[start of Input]

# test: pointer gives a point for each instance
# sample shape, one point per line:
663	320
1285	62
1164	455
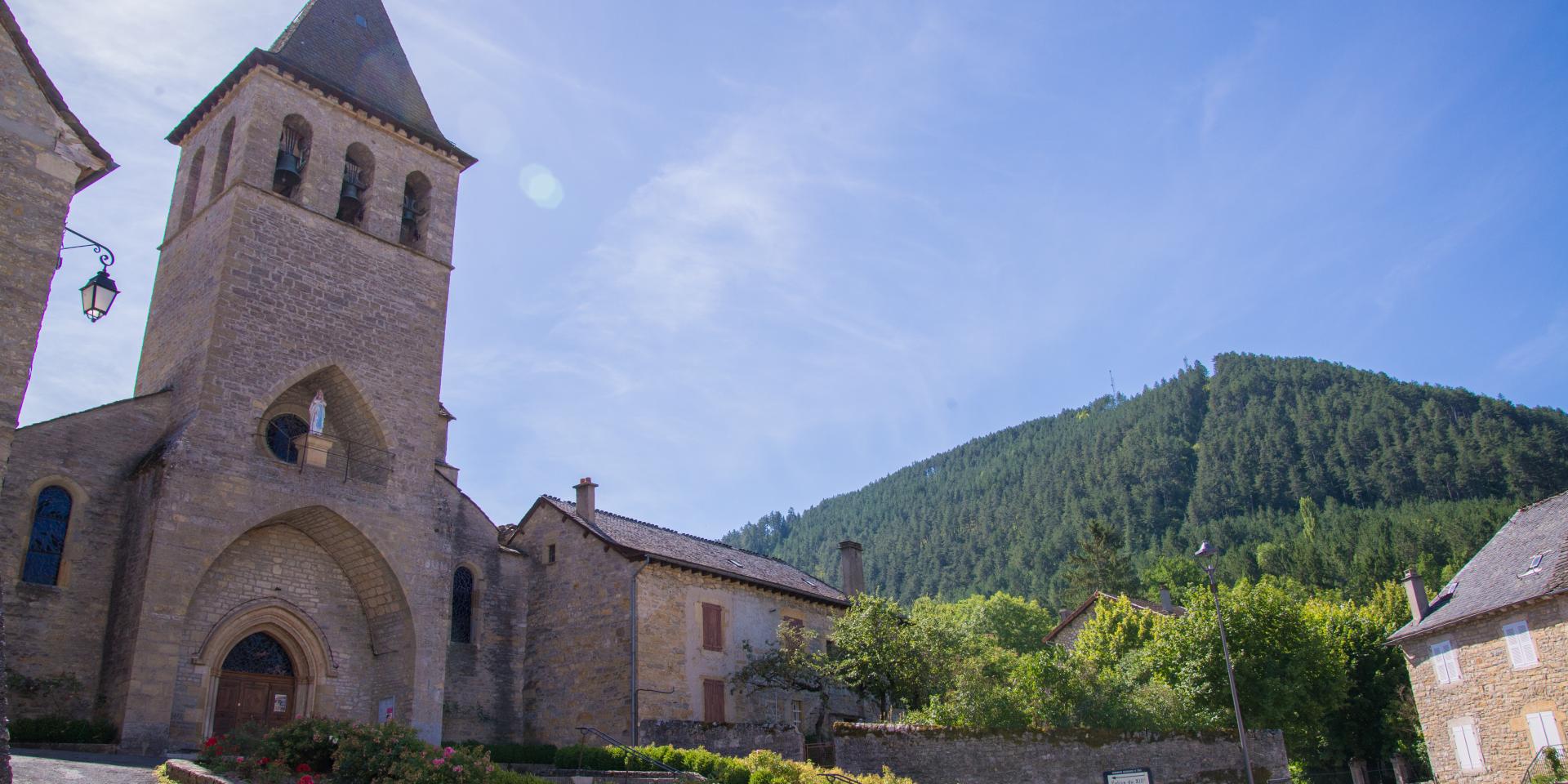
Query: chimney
586	499
1416	595
850	572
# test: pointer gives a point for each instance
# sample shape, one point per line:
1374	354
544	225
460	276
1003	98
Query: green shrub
523	753
305	742
586	758
375	753
243	741
61	729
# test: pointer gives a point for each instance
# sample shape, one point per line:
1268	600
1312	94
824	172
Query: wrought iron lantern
99	292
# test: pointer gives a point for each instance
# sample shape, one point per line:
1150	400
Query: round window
281	434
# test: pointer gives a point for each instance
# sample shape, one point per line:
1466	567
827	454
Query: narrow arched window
463	606
294	156
220	168
192	185
47	543
359	167
416	207
283	436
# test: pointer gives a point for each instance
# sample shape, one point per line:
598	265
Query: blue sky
772	253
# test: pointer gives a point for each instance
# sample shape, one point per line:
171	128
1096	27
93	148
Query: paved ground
71	767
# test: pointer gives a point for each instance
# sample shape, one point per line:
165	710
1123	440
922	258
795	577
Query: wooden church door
256	686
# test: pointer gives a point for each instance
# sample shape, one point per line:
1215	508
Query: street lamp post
1206	554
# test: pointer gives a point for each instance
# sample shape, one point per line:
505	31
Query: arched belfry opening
323	422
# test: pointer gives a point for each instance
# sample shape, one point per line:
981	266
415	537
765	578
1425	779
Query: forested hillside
1300	468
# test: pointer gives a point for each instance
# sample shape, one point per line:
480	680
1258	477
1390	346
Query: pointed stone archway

[end of Input]

What you have to do
Quote the records above in full, dropping each picture.

Solved exercise
# test: pointer gives a point for each instance
# sample shape, one point per line:
663	320
1285	62
1164	455
Query: chimney
586	499
1416	595
850	572
# test: pointer gives a point for each instance
# sample shape, one point per line:
1374	354
544	225
460	276
1003	98
Query: green shrub
523	753
305	742
586	758
375	753
243	741
61	729
# test: pointer gives a point for each instance
# sample shape, one point per line:
1268	600
1312	94
824	172
Query: wrought iron lantern
99	292
# test: pointer gives a point for each instance
# sample shape, one point per line:
1150	400
Query: round window
281	434
# test: pointer gives a point for each instance
# sample shape, one point per line:
1466	567
827	454
Query: narrow arched window
463	606
294	156
220	168
192	185
47	543
359	167
416	207
283	436
# test: pointer gives a point for each instance
# sample shape, one point per line:
598	265
Query: blue sky
772	253
# test: pointer gives a point for each instance
# sample shape, one point per line:
171	128
1096	27
93	148
Query: paved ground
71	767
# test: pointer gives a point for each instance
# sample shape, one point per line:
165	710
1123	440
922	258
795	577
Query: wooden church door
256	686
# test: pointer gives a point for each instance
# sample shape, one point per line:
1215	508
Query: street lamp post
1206	554
# test: pointer gives a point for each instance
# sample shape, one point per line:
505	31
Query: arched belfry opening
323	422
# test: pointer gives a point for each instance
# sample shape, one point per line:
981	266
415	537
765	578
1425	779
Query: forested hillside
1300	468
# test: pointer gives a point for each instance
# sample shape, one point per line:
480	680
1258	477
1390	346
Query: pointed stone archway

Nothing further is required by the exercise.